◆ Task to complete
Your answer should consist of the lines in the data below that contain "ambulance".
━━━ Given data ━━━
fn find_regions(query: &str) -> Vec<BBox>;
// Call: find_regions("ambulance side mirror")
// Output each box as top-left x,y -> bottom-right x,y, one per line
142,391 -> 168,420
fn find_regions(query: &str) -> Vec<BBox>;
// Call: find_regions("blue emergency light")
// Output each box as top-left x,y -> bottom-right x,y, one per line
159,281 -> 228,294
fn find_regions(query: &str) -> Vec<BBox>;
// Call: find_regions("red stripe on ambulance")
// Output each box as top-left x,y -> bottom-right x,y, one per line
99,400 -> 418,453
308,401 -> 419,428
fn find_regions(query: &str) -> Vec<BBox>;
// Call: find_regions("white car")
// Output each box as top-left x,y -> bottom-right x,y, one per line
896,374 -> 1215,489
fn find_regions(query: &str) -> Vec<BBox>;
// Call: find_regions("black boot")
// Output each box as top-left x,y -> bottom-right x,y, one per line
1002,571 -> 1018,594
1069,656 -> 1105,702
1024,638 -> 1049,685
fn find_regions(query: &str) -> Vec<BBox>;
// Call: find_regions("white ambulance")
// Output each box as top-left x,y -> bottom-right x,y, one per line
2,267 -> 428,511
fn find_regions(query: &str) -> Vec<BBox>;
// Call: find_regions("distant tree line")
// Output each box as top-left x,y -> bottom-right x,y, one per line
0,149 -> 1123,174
━━━
◆ Response to this task
// Call: find_regions("ambulance side mirror")
// Call: find_regions("red stripe on ambulance")
// Call: find_regions("white ambulance")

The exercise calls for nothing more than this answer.